* [AUFGABENSTELLUNG] Gib aus dem Forenthread über weiße Streifen im Webcambild den Abschnitt von „3. wenn ich“ bis einschließlich „gestörtes Bild ausgeben.“ wortgetreu zurück.

# Webcam weiße Streifen?



## jilet81 (6. Mai 2010)

*Webcam weiße Streifen?*

hallo 
ich habe heute ein logitech c250 webcam gekauft 
neueste treiber 2 mal installiert

Problem
 weiße vertikale streifen im bild

ich denke das passiert wenn nicht genügend licht vorhanden ist, und hilft aber, nur manchmal  automatische Einstellungen deaktivieren .

frage 
1. ist das defekt oder normal ?
2. gibt es eine lösung?
3. wenn ich cam zurück sende, trage ich Versand kosten? (ebay)


----------



## Wannseesprinter (6. Mai 2010)

*AW: Webcam weiße Streifen?*

Moin jilet81,

dass bei nicht so guten Lichtverhältnissen Streifen bei der Wiedergabe einer Webcam auftreten, ist ein bekanntes Problem, wofür die Ursache meist beim Sensor liegt. "Minderwertige" Sensoren haben mehr bei geringem Licht zu kämpfen und können sogar ein mit vielen bunten Pixeln gestörtes Bild ausgeben.

* [ANGEZEIGTE DATEN]

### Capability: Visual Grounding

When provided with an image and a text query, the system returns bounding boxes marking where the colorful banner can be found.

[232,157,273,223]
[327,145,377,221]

* [ERGEBNIS]
3. wenn ich cam zurück sende, trage ich Versand kosten? (ebay)


----------



## Wannseesprinter (6. Mai 2010)

*AW: Webcam weiße Streifen?*

Moin jilet81,

dass bei nicht so guten Lichtverhältnissen Streifen bei der Wiedergabe einer Webcam auftreten, ist ein bekanntes Problem, wofür die Ursache meist beim Sensor liegt. "Minderwertige" Sensoren haben mehr bei geringem Licht zu kämpfen und können sogar ein mit vielen bunten Pixeln gestörtes Bild ausgeben.